Exercise prompt | Rewrite the part of the records that opens with the line containing "Could you please outline every instance of the hillside?" and closes with the line containing "[[133,31],[127,32],[126,34],[122,35],[124,40],[133,42]]", both lines included, shifting every polygon coordinate in the answers by -54. Keep the requests and their sample formats unchanged.

******************************

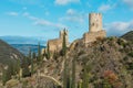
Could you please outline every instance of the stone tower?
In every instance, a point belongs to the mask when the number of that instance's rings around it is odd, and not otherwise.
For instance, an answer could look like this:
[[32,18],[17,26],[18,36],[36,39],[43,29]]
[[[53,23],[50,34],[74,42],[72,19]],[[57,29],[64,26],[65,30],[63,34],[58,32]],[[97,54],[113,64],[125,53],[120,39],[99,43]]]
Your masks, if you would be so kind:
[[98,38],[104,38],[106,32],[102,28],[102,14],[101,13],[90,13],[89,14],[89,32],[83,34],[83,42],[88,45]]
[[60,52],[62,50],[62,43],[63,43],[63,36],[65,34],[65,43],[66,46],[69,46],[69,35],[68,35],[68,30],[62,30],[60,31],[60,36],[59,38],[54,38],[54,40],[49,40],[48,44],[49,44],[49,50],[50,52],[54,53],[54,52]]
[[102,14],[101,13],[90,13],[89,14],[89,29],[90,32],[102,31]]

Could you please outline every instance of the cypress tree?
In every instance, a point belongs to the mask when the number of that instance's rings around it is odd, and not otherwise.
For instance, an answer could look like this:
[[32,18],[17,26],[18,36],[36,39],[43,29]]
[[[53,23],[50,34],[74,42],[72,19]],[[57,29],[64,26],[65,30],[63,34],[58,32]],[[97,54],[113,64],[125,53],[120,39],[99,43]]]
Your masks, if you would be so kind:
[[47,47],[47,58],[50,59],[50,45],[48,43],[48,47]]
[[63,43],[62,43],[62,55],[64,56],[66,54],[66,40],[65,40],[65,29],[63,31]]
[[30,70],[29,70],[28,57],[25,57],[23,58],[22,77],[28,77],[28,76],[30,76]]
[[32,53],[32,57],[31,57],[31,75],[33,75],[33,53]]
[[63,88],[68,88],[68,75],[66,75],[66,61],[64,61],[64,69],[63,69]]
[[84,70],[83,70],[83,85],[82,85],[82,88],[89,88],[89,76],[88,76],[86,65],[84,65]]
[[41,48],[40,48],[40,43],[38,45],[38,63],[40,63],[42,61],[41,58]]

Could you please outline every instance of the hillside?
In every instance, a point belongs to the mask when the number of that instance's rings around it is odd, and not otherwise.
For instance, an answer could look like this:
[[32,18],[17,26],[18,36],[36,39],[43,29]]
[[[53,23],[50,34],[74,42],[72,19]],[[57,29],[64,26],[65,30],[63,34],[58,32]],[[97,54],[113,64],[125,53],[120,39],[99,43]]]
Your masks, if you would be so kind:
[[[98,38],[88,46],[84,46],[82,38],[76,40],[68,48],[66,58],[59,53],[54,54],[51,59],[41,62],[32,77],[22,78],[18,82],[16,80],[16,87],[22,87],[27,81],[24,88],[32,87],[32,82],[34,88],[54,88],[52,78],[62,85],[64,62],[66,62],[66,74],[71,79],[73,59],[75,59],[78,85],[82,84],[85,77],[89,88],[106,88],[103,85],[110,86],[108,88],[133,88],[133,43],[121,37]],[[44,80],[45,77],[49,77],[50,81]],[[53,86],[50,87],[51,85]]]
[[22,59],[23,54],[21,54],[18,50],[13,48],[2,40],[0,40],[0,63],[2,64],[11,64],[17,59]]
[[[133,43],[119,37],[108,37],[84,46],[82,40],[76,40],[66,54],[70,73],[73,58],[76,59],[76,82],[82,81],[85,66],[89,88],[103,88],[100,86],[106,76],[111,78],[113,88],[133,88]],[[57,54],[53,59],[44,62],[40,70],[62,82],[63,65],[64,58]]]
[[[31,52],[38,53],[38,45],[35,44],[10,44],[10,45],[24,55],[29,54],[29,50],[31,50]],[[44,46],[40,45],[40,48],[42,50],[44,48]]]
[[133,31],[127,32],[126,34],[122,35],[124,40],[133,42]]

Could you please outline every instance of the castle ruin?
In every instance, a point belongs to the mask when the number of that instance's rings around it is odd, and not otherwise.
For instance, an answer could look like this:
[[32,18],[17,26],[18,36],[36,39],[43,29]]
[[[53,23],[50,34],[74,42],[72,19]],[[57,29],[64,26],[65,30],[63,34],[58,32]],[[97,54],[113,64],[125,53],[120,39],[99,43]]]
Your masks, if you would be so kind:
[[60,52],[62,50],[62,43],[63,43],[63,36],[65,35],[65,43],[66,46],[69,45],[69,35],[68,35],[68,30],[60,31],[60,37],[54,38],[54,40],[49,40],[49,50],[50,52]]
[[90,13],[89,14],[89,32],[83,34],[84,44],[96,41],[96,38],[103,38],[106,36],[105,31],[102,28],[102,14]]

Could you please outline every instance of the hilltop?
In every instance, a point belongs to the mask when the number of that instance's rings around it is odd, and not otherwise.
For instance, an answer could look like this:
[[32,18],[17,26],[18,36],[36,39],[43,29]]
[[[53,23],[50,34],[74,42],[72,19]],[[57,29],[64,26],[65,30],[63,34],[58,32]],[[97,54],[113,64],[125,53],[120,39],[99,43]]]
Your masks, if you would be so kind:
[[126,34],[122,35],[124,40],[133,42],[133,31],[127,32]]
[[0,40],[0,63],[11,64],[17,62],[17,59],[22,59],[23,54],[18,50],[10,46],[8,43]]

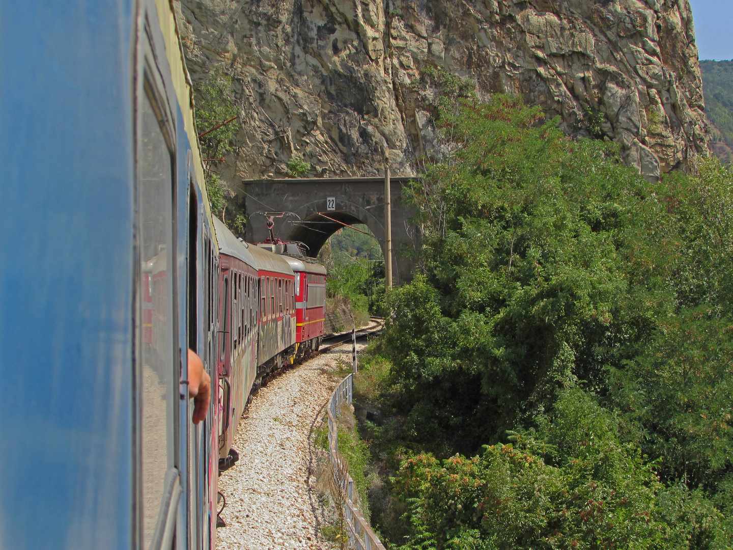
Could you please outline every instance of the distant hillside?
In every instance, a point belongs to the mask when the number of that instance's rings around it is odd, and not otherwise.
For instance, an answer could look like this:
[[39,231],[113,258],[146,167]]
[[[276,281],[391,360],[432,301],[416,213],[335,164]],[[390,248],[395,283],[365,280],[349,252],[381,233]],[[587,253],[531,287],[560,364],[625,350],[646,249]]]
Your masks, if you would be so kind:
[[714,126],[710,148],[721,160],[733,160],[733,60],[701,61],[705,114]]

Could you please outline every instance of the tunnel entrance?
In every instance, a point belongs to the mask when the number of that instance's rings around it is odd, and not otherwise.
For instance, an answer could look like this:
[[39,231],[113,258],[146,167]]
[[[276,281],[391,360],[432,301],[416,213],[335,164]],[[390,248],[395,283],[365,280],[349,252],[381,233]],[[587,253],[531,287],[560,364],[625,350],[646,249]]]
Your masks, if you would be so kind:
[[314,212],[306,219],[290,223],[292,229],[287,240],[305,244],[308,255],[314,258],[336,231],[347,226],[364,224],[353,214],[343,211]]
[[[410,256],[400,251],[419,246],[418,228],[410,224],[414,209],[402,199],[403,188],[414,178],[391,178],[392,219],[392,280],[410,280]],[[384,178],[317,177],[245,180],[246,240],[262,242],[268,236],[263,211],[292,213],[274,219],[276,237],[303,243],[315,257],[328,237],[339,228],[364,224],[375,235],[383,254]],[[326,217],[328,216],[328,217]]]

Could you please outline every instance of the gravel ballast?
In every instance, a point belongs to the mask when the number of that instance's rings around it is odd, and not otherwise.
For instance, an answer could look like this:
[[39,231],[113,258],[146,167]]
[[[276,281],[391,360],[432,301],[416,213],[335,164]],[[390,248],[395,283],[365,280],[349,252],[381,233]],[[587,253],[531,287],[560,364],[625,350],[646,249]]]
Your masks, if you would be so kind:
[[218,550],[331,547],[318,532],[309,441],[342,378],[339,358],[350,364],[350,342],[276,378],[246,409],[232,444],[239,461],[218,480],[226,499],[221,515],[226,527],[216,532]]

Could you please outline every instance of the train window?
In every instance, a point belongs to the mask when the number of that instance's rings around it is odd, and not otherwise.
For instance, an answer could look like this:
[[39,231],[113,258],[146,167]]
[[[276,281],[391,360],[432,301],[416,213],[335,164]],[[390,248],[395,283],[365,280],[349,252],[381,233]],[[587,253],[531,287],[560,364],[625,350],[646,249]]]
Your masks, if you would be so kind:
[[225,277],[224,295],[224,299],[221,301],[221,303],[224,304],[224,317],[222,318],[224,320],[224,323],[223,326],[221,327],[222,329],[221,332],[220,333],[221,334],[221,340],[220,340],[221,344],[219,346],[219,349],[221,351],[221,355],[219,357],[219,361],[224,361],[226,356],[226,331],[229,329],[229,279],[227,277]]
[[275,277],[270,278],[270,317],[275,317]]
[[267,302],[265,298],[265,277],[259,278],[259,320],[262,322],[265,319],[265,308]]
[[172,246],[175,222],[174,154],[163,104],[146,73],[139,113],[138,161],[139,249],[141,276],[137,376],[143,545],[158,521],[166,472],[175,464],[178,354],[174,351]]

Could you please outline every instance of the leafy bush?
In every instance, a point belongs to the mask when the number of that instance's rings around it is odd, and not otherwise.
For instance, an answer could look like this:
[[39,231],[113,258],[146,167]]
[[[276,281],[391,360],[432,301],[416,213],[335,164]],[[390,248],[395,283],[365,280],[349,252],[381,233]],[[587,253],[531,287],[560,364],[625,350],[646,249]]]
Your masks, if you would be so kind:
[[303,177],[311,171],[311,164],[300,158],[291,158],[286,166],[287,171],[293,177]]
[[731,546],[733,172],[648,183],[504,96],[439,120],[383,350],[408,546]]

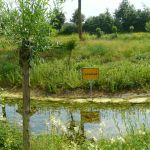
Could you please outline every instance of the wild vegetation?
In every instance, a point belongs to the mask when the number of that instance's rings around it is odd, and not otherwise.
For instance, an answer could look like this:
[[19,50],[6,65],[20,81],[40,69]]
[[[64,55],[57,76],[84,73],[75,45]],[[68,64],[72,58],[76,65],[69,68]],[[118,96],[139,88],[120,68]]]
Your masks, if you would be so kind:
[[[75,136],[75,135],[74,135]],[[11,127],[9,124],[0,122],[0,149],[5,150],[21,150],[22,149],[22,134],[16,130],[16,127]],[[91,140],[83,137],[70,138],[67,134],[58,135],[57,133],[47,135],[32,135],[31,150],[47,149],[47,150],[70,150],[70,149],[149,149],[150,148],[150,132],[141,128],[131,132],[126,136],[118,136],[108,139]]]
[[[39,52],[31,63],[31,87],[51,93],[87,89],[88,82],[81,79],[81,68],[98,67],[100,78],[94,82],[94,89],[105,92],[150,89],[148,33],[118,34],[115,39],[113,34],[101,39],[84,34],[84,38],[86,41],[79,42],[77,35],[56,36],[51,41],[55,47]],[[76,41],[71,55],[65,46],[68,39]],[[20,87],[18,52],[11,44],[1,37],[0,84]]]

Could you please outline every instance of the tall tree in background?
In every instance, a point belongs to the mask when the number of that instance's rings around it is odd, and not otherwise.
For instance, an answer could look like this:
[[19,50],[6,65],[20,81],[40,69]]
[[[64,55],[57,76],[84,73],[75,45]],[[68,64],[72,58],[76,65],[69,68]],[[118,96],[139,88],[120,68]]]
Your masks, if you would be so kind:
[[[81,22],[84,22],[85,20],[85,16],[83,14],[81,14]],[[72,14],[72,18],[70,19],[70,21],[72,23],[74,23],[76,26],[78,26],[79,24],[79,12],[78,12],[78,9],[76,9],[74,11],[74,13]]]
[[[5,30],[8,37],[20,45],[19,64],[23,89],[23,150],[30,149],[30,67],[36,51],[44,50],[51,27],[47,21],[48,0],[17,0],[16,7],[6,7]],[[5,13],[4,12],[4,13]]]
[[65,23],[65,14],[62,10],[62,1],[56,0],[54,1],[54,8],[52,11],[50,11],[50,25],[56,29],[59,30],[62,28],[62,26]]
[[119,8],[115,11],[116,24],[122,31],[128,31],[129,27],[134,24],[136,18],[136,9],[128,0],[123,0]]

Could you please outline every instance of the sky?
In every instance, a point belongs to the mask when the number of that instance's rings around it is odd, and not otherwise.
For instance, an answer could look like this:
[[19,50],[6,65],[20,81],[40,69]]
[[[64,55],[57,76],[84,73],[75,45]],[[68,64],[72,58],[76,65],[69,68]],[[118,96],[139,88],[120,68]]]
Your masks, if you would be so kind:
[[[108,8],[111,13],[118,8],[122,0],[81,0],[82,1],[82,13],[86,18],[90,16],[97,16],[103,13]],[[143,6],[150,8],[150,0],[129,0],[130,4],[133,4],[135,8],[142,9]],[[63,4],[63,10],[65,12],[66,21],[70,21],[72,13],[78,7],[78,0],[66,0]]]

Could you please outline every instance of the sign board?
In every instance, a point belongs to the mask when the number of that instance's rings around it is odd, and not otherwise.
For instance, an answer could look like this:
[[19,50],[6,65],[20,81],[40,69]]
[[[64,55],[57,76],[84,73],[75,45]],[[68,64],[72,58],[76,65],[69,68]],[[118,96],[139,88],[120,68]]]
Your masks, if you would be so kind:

******************************

Worked answer |
Could you please outline every instance of the hillside?
In every instance, a point belongs to the mask when the number of that instance's rings around it is odd, and not otherwise.
For instance, an answer could look like this:
[[32,18],[17,26],[18,36],[36,39],[43,29]]
[[[53,23],[50,34],[74,42],[72,19]],[[57,29],[64,26],[65,30],[63,34],[58,32]],[[97,54],[113,64],[125,53],[120,39],[99,43]]]
Your masks, if you would be so kind:
[[[44,-16],[34,-8],[30,-8],[28,-16],[22,-14],[14,-6],[12,4],[5,-1],[0,0],[-3,5],[-13,8],[-22,23],[-32,24],[-36,28],[-38,26],[-38,33],[-32,33],[-27,27],[-30,34],[-22,33],[-22,28],[-20,34],[0,34],[-2,24],[8,31],[10,8],[12,8],[12,20],[17,25],[19,5],[21,5],[24,31],[28,30],[31,23],[35,34],[52,34],[49,31],[56,32],[54,34],[79,34],[79,-11],[67,-17]],[[-10,26],[-9,23],[-5,23],[-4,27]],[[-1,32],[-4,33],[-3,31]]]
[[-32,5],[-31,0],[-33,0],[-36,-4],[-41,-6],[-52,-14],[-54,-14],[-54,9],[-52,10],[-43,10],[-37,5]]
[[[79,-11],[65,-17],[54,-17],[30,-8],[28,-14],[22,-14],[12,0],[16,19],[19,4],[22,5],[22,28],[28,27],[31,12],[35,34],[49,34],[46,32],[52,22],[57,24],[59,34],[79,34]],[[3,0],[-1,5],[-10,8],[-14,16],[8,28],[9,11],[10,4]]]
[[[-23,-2],[-16,-1],[-16,-9],[-19,-10],[-44,-10],[-44,-9],[-30,1],[-25,0],[-25,-4],[-23,-4]],[[-10,-8],[-14,-9],[-14,-6],[-12,-4],[-10,-6]]]
[[79,-23],[73,-22],[72,-20],[68,-19],[70,-14],[79,-12]]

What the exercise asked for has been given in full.